▶ **What to produce**:
The entries are given below. Output each one unchanged.

▶ **Excerpted data**:
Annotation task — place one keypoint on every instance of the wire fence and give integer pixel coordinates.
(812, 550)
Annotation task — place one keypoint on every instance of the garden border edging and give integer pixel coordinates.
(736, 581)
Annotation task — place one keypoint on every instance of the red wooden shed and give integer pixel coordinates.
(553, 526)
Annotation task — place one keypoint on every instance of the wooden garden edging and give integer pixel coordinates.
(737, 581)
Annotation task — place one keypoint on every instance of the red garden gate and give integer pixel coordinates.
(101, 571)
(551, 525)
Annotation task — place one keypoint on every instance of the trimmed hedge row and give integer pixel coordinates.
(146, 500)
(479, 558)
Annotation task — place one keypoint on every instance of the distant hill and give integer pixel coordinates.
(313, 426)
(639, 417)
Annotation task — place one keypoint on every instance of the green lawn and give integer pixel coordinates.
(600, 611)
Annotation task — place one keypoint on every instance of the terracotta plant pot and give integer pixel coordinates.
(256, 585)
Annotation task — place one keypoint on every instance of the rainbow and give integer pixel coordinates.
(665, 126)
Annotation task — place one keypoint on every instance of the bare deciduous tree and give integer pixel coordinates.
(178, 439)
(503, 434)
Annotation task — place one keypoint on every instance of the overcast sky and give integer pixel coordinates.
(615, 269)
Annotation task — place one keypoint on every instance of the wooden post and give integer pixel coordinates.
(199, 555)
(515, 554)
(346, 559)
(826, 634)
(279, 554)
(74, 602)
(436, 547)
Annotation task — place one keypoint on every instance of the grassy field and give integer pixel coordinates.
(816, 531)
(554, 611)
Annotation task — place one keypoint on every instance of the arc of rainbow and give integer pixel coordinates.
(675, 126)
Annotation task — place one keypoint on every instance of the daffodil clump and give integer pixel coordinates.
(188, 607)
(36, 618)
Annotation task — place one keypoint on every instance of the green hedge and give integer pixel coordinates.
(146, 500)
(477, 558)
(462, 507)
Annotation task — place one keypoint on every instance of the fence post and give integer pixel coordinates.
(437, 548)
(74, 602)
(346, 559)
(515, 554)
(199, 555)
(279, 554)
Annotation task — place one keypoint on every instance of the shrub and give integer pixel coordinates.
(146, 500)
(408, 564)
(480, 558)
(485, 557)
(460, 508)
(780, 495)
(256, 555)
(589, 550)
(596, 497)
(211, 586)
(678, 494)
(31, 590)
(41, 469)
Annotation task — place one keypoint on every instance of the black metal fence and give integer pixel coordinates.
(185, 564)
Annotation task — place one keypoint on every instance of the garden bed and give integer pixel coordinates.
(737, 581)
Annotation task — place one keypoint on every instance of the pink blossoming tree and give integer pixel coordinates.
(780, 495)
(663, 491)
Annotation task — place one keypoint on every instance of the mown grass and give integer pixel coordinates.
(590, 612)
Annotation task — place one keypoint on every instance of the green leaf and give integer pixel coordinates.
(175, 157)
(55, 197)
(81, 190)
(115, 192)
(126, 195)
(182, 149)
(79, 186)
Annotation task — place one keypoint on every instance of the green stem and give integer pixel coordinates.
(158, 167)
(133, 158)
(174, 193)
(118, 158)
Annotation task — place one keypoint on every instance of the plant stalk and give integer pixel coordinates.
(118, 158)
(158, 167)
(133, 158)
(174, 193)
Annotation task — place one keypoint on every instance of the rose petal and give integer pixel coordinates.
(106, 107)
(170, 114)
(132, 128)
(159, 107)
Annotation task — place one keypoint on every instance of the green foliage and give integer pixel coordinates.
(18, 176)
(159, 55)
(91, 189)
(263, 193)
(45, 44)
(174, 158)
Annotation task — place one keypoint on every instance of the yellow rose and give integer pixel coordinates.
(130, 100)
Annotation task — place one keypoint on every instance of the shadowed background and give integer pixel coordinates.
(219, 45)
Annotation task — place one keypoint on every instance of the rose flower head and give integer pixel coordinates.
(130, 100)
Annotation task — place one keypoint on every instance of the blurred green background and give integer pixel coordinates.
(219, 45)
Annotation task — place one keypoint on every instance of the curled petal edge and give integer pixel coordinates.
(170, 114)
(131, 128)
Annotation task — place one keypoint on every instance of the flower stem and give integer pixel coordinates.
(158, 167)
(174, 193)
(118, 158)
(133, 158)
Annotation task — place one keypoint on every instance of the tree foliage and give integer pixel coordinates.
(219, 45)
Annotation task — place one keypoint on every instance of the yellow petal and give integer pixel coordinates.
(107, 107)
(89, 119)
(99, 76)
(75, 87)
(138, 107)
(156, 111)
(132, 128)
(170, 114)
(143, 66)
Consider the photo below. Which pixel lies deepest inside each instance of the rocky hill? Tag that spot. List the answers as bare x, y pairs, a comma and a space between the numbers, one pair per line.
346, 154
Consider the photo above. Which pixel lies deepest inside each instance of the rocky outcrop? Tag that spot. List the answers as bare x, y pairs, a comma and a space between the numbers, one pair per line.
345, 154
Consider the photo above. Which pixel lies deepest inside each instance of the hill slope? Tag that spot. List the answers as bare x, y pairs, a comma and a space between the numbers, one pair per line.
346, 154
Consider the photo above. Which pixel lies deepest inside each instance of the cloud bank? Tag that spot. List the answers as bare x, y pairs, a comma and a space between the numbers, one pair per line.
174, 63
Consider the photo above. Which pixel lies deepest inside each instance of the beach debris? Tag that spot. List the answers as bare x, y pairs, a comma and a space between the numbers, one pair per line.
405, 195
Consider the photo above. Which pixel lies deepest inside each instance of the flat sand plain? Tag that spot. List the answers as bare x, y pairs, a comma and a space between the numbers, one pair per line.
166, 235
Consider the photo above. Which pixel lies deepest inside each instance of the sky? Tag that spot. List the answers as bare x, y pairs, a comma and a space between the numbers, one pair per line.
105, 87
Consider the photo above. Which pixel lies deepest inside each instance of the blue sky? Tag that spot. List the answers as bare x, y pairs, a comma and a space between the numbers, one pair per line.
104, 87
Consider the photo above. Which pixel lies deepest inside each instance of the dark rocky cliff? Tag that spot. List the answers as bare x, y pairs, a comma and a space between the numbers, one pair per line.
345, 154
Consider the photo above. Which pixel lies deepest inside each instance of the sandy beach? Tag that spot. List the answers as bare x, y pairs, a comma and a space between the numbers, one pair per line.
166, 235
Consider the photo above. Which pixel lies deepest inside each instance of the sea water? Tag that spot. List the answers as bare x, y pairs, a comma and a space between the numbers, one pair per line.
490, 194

▶ **Response to this task**:
Annotation task — place one keypoint on every instance of the wire fence and give integer pixel coordinates.
(812, 550)
Annotation task — place one keypoint on every instance of the garden border edging and give integer pixel coordinates.
(736, 581)
Annotation task — place one keypoint on every instance of the red wooden shed and give integer pixel coordinates.
(553, 526)
Annotation task — place one keypoint on every instance of the wooden garden edging and give integer pixel coordinates.
(737, 581)
Annotation task — place one keypoint on every instance of the red garden gate and give integer pixel coordinates.
(101, 571)
(551, 525)
Annotation task — place one keypoint on every instance of the trimmed hedge row and give integer pixel coordinates.
(146, 500)
(479, 558)
Annotation task — place one keypoint on every instance of the distant hill and give integer pixel coordinates.
(313, 426)
(639, 417)
Annotation task — place one keypoint on every instance of the green lawn and give integer pixel coordinates.
(600, 611)
Annotation task — place one keypoint on every instance of the terracotta plant pot and give integer pixel coordinates.
(256, 585)
Annotation task — place one keypoint on every instance of the rainbow and give integer pixel coordinates.
(665, 126)
Annotation task — place one keypoint on every instance of the bare deciduous tree and give integer pixel coordinates.
(178, 439)
(503, 434)
Annotation task — place one keypoint on every instance of the overcast sky and give integer pixel coordinates.
(615, 269)
Annotation task — place one keypoint on every instance of the wooden post and give integer pixel coordinates.
(199, 555)
(515, 554)
(346, 559)
(826, 634)
(279, 554)
(74, 602)
(436, 547)
Annotation task — place one keypoint on every instance of the grassy field and give integer pixel coordinates.
(816, 531)
(554, 611)
Annotation task — place one keypoint on every instance of the arc of rainbow and give integer pixel coordinates.
(675, 126)
Annotation task — place one keypoint on every instance of the daffodil clump and give integer pixel coordinates.
(188, 607)
(36, 618)
Annotation task — place one keypoint on every instance of the green hedge and give integer pixel coordinates.
(146, 500)
(477, 558)
(462, 507)
Annotation task — place one keypoint on every instance of the fence post and give integer pixel coordinates.
(437, 548)
(74, 602)
(346, 559)
(515, 554)
(199, 555)
(279, 554)
Annotation task — place one keypoint on every instance of the shrub and give integer pixel coordinates.
(146, 500)
(408, 564)
(480, 558)
(485, 557)
(460, 508)
(780, 495)
(256, 555)
(589, 550)
(596, 497)
(211, 586)
(678, 494)
(31, 590)
(41, 469)
Annotation task — place one keypoint on every instance of the black metal fence and give integer pixel coordinates.
(185, 564)
Annotation task — place one keypoint on every instance of the garden bed and give integer pixel coordinates.
(737, 581)
Annotation task — place one keypoint on every instance of the pink blossoming tree and give integer pixel coordinates.
(780, 495)
(663, 491)
Annotation task — place one keypoint on every instance of the mown grass and give integer pixel coordinates.
(590, 612)
Annotation task — place one keypoint on every instance of the green leaf and give integer pixel coordinates.
(175, 157)
(55, 197)
(81, 190)
(115, 192)
(126, 195)
(182, 149)
(79, 186)
Annotation task — place one keypoint on every instance of the green stem and give integer pixel coordinates.
(158, 167)
(133, 158)
(174, 193)
(118, 158)
Annotation task — place one keypoint on every instance of the plant stalk and give integer pixel coordinates.
(118, 158)
(158, 167)
(133, 158)
(174, 193)
Annotation task — place one keypoint on every instance of the rose petal and give integer pixel coordinates.
(106, 107)
(170, 114)
(132, 128)
(159, 107)
Annotation task — place one keypoint on every instance of the green foliage and give integer pixel coordinates.
(18, 176)
(159, 55)
(91, 189)
(263, 193)
(45, 44)
(174, 158)
Annotation task — place one keypoint on every instance of the yellow rose and give integer pixel coordinates.
(130, 100)
Annotation task — place one keypoint on every instance of the shadowed background and give integer pixel coordinates.
(219, 45)
Annotation task — place one keypoint on every instance of the rose flower head and give integer pixel coordinates.
(130, 100)
Annotation task — place one keypoint on every instance of the blurred green background and give integer pixel coordinates.
(219, 45)
Annotation task — place one keypoint on every instance of the curled petal edge and give integer pixel coordinates.
(170, 114)
(131, 128)
Annotation task — place one keypoint on every instance of the flower stem and give integer pixel coordinates.
(158, 167)
(174, 193)
(118, 158)
(133, 158)
Annotation task — place one keypoint on every instance of the tree foliage and give integer pixel coordinates.
(219, 45)
Annotation task — place one keypoint on every instance of the yellow petal and give integer pixel coordinates.
(107, 107)
(89, 119)
(99, 76)
(75, 87)
(138, 107)
(156, 111)
(132, 128)
(170, 114)
(143, 66)
Consider the photo below. Which pixel lies deepest inside each instance of the rocky hill? Tag that spot. List the answers as bare x, y pairs, a comma and a space between the numbers, one pair per line.
346, 154
Consider the photo above. Which pixel lies deepest inside each instance of the rocky outcrop? Tag that spot. List the answers as bare x, y pairs, a comma and a space between the numbers, one pair per line.
345, 154
Consider the photo above. Which pixel lies deepest inside each instance of the hill slope? Tag that spot. List the answers as bare x, y pairs, a comma and a space between the numbers, one pair per line.
346, 154
Consider the photo above. Which pixel lies deepest inside each instance of the cloud bank? Tag that spot. List the answers as bare x, y pairs, a comma and a space between the numbers, one pair per line.
174, 63
Consider the photo above. Which pixel lies deepest inside each instance of the beach debris? Tag that spot. List the answers as bare x, y pairs, a comma and a space between the numbers, one pair per line.
405, 195
Consider the photo above. Which pixel lies deepest inside each instance of the flat sand plain? Tag that spot. List the answers as bare x, y pairs, a comma and a space between the numbers, one pair per line.
166, 235
Consider the photo above. Which pixel lies deepest inside each instance of the sky? Tag that spot. List the answers as bare x, y pairs, a comma and a space between the numbers, one pair per line.
105, 87
Consider the photo above. Which pixel lies deepest inside each instance of the blue sky? Tag that spot. List the answers as bare x, y pairs, a comma and a space between the numbers, one pair per line.
104, 87
Consider the photo above. Which pixel lies deepest inside each instance of the dark rocky cliff? Tag that spot. List the answers as bare x, y pairs, a comma and a space between the numbers, one pair per line.
345, 154
Consider the photo above. Which pixel lies deepest inside each instance of the sandy beach? Tag that spot. List the answers as bare x, y pairs, a comma and a space between the numbers, one pair per line.
166, 235
Consider the photo above. Which pixel lies deepest inside each instance of the sea water? Tag that spot. List the answers as bare x, y pairs, a comma and a space between the numbers, one pair per line.
490, 194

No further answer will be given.